# TRECHO FORNECIDO:
A revista britânica Jacobin publicou em sua edição impressa uma entrevista da jornalista Aude Lancelin e do filósofo Alain Badiou com Stathis Kouvelakis, membro da ala esquerda do Comitê Central do Syriza. Depois dos debates das vertentes autonomistas sobre a possibilidade de “transformar o mundo sem tomar o poder”, os importantes fenômenos reformistas na Europa Syriza e Podemos abrem uma reflexão sobre “tomar o poder sem se deixar tomar por ele”. A tentativa de resolver o impasse da esquerda mundial com a “integração das massas ao Estado” responde aos desafios atuais, ou esbarra no problema da antiausteridade que não é anticapitalista?

André Barbieri São Paulo | @AcierAndy

domingo 26 de abril de 2015 | Edição do dia

Com o mérito de refletir distintos pontos interessantes sobre qual estratégia adotar em meio à crise europeia, a entrevista se centrou em ponderar as “novas” possibilidades de “articulação do Estado com os movimentos sociais de base”. Este temário, do grau possível de influência das massas no curso do Estado burguês, que atravessa um debate clássico entre os dirigentes marxistas da II Internacional no ocidente (antes da Primeira Guerra Mundial), e particularmente depois da Revolução Russa de 1917 com os teóricos reformistas da socialdemocracia (já afundada na bancarrota histórica de ter lançado os trabalhadores europeus na carnificina imperialista em 1914), se desenvolve em pleno fim de ciclo dos governos pós-neoliberais na América Latina, que inspiram declaradamente os dirigentes Alexis Tsipras do Syriza e Pablo Iglesias do Podemos.

# PEDIDO 1:
Reúna e copie todas as linhas dos registros que contêm a palavra "wall".

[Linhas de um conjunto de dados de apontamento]
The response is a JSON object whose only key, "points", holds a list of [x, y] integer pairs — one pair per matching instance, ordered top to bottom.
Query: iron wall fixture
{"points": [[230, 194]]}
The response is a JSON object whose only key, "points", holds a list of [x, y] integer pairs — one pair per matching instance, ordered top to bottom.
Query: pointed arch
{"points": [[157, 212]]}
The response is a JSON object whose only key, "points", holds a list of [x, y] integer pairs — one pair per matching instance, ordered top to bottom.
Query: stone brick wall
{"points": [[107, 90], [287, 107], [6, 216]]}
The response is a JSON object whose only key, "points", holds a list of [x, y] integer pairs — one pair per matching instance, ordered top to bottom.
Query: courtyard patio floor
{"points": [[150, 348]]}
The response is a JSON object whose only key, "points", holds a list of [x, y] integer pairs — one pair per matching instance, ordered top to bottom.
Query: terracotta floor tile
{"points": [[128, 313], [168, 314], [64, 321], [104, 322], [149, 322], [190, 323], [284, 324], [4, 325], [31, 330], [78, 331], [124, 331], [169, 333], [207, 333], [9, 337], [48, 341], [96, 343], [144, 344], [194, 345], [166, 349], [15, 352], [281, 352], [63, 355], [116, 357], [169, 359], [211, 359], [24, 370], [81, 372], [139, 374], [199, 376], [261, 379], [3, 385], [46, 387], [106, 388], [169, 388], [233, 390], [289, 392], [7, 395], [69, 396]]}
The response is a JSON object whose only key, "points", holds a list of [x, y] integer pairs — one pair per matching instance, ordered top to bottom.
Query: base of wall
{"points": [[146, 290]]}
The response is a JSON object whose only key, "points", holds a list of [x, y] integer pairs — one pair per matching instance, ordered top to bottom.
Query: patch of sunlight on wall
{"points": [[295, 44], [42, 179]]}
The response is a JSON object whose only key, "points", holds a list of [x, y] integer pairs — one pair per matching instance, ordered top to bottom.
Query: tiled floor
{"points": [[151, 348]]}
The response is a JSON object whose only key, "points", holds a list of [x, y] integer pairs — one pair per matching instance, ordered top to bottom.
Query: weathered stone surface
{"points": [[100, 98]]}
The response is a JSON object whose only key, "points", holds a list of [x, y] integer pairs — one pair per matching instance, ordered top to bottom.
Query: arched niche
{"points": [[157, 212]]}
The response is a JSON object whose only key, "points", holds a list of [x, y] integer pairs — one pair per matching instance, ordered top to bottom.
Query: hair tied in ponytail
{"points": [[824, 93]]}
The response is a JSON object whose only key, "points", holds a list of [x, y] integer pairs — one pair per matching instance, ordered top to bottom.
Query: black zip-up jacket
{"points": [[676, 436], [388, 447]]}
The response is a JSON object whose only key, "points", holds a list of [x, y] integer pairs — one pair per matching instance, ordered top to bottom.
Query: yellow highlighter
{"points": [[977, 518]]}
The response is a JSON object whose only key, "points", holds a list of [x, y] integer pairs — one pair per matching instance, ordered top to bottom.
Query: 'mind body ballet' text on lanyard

# PEDIDO 2:
Liste todas as pessoas mencionadas pelo nome no trecho fornecido.

# RESPOSTA COMPLETA 1:
Query: iron wall fixture
Query: stone brick wall
Query: base of wall
Query: patch of sunlight on wall

# RESPOSTA COMPLETA 2:
Aude Lancelin
Alain Badiou
Stathis Kouvelakis
André Barbieri
Alexis Tsipras
Pablo Iglesias